> _EXERCISE AIM_: Substitute "central" for every occurrence of "innermost" in the following data, leaving all other text unchanged.

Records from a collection
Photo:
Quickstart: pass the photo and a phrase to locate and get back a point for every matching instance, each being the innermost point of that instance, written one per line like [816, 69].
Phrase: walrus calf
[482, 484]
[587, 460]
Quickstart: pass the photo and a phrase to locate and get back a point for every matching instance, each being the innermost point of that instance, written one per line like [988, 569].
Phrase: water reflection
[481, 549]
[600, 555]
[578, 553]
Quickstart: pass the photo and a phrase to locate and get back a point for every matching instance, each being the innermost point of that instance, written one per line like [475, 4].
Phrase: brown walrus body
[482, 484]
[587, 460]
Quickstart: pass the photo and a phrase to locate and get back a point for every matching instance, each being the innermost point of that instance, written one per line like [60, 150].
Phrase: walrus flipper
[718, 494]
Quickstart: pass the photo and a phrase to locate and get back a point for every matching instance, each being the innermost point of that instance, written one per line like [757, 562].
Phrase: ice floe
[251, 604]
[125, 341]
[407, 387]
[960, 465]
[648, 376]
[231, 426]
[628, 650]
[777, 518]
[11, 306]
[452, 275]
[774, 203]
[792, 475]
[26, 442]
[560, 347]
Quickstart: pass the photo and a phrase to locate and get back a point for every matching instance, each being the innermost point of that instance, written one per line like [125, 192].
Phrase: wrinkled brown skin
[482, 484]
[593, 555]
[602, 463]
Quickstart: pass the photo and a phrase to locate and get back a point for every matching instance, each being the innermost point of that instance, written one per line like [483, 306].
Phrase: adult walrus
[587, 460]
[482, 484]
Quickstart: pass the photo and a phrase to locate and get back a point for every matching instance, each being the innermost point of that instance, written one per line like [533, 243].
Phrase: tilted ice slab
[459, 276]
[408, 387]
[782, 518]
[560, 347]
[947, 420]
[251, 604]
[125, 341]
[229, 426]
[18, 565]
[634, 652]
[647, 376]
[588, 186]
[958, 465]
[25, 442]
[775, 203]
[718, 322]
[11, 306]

> _EXERCISE OUTPUT_:
Photo:
Quickstart: pass the photo and a phrase to locate and get back a point for every matching instance, each being the central point of that instance, written one per line like [816, 69].
Phrase: walrus calf
[482, 484]
[587, 460]
Quickstart: pass the photo and a phrase to locate and get back a point for every matching instance, each being the central point of that instance, written one per line like [988, 569].
Phrase: water reflection
[481, 549]
[600, 555]
[578, 553]
Quickstart: pass the photo and a phrase to locate and get back a point for every matching instance, each being the central point of that instance, written one per line like [475, 4].
Phrase: brown walrus body
[482, 484]
[587, 460]
Quickstart: pass the photo and a phrase to locate and get back a point for every matching instance, each being the central point of that instance, written one per line like [60, 150].
Phrase: walrus flipper
[718, 494]
Quickstart: pass the photo and a phrase to locate and get back a point for every matching instance, each being the central point of that instance, written one per line like [757, 562].
Phrase: ice floe
[251, 604]
[125, 341]
[407, 387]
[960, 465]
[648, 376]
[231, 426]
[628, 650]
[777, 518]
[11, 306]
[452, 275]
[774, 203]
[792, 475]
[26, 442]
[560, 347]
Quickstart: pass the photo and a phrase to locate and get back a point for every matching instance, each being the central point of that instance, written one per line like [125, 192].
Phrase: wrinkled brown skin
[482, 484]
[593, 555]
[602, 463]
Quickstart: pass the photo and a phrase to locate and get back a point for every matching instance, each being the central point of that instance, written one per line like [483, 306].
Phrase: adult walrus
[587, 460]
[482, 484]
Quickstart: pass the photo and a phrase to locate and get back a point for every matching instance, each being the central point of that instance, written one per line like [533, 243].
Phrase: tilted ice slab
[459, 276]
[408, 387]
[782, 518]
[560, 347]
[947, 420]
[251, 604]
[125, 341]
[229, 426]
[18, 565]
[634, 652]
[647, 376]
[588, 186]
[958, 465]
[25, 442]
[775, 203]
[718, 322]
[11, 306]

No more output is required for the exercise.